#### WHAT IS EXPECTED:
Quote every one of the lines below verbatim, from the first through the last.

(DATASET CONTENT)

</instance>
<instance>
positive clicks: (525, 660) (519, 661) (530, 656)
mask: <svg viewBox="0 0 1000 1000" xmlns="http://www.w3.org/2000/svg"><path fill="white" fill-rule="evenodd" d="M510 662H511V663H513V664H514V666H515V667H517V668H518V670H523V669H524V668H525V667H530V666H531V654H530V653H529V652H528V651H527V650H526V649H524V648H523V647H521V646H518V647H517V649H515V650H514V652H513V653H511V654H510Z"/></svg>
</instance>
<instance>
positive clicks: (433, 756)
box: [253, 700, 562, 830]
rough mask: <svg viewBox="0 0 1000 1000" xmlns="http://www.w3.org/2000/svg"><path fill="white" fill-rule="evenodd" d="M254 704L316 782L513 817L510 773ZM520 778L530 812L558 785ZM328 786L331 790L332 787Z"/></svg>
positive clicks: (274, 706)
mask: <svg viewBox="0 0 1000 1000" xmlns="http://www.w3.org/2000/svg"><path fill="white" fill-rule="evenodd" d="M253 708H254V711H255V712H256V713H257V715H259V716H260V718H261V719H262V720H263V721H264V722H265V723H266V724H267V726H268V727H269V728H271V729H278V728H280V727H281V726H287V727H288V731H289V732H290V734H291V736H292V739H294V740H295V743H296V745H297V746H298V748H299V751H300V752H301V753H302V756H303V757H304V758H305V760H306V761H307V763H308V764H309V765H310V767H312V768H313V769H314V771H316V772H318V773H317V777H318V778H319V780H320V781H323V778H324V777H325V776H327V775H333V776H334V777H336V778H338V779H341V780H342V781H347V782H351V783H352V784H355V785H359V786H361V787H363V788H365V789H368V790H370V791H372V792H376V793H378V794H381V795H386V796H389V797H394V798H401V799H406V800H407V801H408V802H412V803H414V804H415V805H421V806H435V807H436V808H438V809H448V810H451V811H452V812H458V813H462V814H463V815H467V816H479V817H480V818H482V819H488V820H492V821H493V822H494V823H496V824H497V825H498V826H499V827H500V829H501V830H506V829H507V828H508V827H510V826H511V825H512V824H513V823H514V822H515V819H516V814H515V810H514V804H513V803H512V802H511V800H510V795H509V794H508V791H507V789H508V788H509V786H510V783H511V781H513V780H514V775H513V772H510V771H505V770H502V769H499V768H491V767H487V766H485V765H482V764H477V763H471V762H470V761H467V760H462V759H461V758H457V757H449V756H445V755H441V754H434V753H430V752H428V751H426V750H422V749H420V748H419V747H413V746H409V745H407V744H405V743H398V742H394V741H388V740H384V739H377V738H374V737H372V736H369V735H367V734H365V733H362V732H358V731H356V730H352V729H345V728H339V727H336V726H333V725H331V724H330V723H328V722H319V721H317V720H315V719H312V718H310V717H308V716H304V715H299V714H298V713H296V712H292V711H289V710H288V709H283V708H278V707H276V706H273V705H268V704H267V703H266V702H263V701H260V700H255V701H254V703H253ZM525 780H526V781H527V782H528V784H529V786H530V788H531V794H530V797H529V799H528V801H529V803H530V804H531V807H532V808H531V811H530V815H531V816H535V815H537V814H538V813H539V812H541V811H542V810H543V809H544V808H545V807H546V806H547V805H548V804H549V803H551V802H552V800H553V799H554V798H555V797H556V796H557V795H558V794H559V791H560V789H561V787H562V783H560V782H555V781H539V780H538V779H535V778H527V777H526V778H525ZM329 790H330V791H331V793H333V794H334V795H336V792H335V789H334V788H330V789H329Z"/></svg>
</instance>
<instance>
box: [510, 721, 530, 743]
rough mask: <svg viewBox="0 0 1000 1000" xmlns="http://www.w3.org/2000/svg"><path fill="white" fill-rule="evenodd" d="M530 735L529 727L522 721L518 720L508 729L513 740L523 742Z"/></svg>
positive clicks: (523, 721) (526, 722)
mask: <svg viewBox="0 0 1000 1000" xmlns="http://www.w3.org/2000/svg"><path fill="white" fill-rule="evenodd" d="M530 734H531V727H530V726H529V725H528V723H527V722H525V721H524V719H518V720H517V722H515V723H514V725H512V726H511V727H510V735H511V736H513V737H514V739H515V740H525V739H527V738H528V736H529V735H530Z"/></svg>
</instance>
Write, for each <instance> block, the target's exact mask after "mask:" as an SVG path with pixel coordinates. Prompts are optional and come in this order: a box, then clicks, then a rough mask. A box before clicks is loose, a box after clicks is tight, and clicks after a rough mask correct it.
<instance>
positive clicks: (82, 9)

(End DATASET CONTENT)

#### FINAL ANSWER:
</instance>
<instance>
positive clicks: (525, 660) (519, 661) (530, 656)
mask: <svg viewBox="0 0 1000 1000" xmlns="http://www.w3.org/2000/svg"><path fill="white" fill-rule="evenodd" d="M510 662H511V663H513V664H514V666H515V667H517V668H518V670H523V669H524V668H525V667H530V666H531V654H530V653H529V652H528V651H527V650H526V649H524V648H523V647H521V646H518V647H517V649H515V650H514V652H513V653H511V654H510Z"/></svg>
</instance>
<instance>
positive clicks: (433, 756)
box: [253, 700, 562, 830]
rough mask: <svg viewBox="0 0 1000 1000" xmlns="http://www.w3.org/2000/svg"><path fill="white" fill-rule="evenodd" d="M254 704L316 782L513 817L510 773ZM520 778L530 812L558 785ZM328 786L331 790L332 787Z"/></svg>
positive clicks: (274, 706)
mask: <svg viewBox="0 0 1000 1000" xmlns="http://www.w3.org/2000/svg"><path fill="white" fill-rule="evenodd" d="M253 708H254V711H255V712H256V713H257V715H259V716H260V718H261V719H262V720H263V721H264V722H265V723H266V724H267V726H268V727H269V728H271V729H278V728H280V727H281V726H287V727H288V731H289V732H290V734H291V736H292V739H294V740H295V743H296V745H297V746H298V748H299V751H300V752H301V753H302V756H303V757H304V758H305V760H306V761H307V763H308V764H309V765H310V767H312V768H313V769H314V771H316V772H318V773H317V777H318V778H319V780H320V781H323V778H324V777H325V776H327V775H333V776H334V777H336V778H338V779H341V780H342V781H347V782H351V783H352V784H355V785H359V786H361V787H363V788H365V789H368V790H370V791H372V792H376V793H378V794H381V795H386V796H389V797H394V798H401V799H406V800H407V801H408V802H412V803H414V804H415V805H421V806H435V807H436V808H438V809H448V810H451V811H452V812H458V813H462V814H463V815H467V816H479V817H480V818H482V819H488V820H492V821H493V822H494V823H496V824H497V825H498V826H499V827H500V829H501V830H506V829H507V828H508V827H510V826H511V825H512V824H513V823H514V822H515V819H516V814H515V810H514V804H513V803H512V802H511V800H510V795H509V794H508V791H507V789H508V788H509V786H510V783H511V781H513V780H514V775H513V772H510V771H505V770H502V769H499V768H491V767H487V766H485V765H482V764H477V763H471V762H470V761H467V760H462V759H461V758H457V757H449V756H445V755H441V754H434V753H430V752H428V751H426V750H422V749H420V748H419V747H413V746H409V745H407V744H405V743H398V742H394V741H388V740H384V739H377V738H374V737H372V736H369V735H367V734H365V733H362V732H358V731H356V730H352V729H345V728H339V727H336V726H333V725H331V724H330V723H328V722H319V721H317V720H315V719H312V718H310V717H308V716H304V715H299V714H298V713H296V712H292V711H289V710H288V709H283V708H278V707H276V706H273V705H268V704H267V703H266V702H263V701H260V700H255V701H254V703H253ZM525 780H526V781H527V782H528V784H529V786H530V788H531V794H530V797H529V799H528V801H529V803H530V804H531V807H532V808H531V811H530V815H531V816H535V815H537V814H538V813H539V812H541V811H542V810H543V809H544V808H545V807H546V806H547V805H548V804H549V803H551V802H552V800H553V799H554V798H555V797H556V796H557V795H558V794H559V791H560V789H561V787H562V783H560V782H555V781H539V780H538V779H535V778H527V777H526V778H525ZM329 790H330V791H331V793H333V794H334V795H336V792H335V789H334V788H330V789H329Z"/></svg>
</instance>
<instance>
box: [510, 721, 530, 743]
rough mask: <svg viewBox="0 0 1000 1000" xmlns="http://www.w3.org/2000/svg"><path fill="white" fill-rule="evenodd" d="M530 735L529 727L522 721L518 720L508 729L513 740L523 742Z"/></svg>
positive clicks: (523, 721) (526, 722)
mask: <svg viewBox="0 0 1000 1000" xmlns="http://www.w3.org/2000/svg"><path fill="white" fill-rule="evenodd" d="M530 734H531V727H530V726H529V725H528V723H527V722H525V721H524V719H518V720H517V722H515V723H514V725H512V726H511V727H510V735H511V736H513V737H514V739H515V740H525V739H527V738H528V736H529V735H530Z"/></svg>
</instance>
Write, for each <instance> block, the target's exact mask after "mask:" as an SVG path with pixel coordinates. Prompts are optional and come in this order: a box, then clicks, then a rough mask. A box before clicks is loose, a box after clicks is tight, and clicks after a rough mask correct it.
<instance>
positive clicks: (82, 9)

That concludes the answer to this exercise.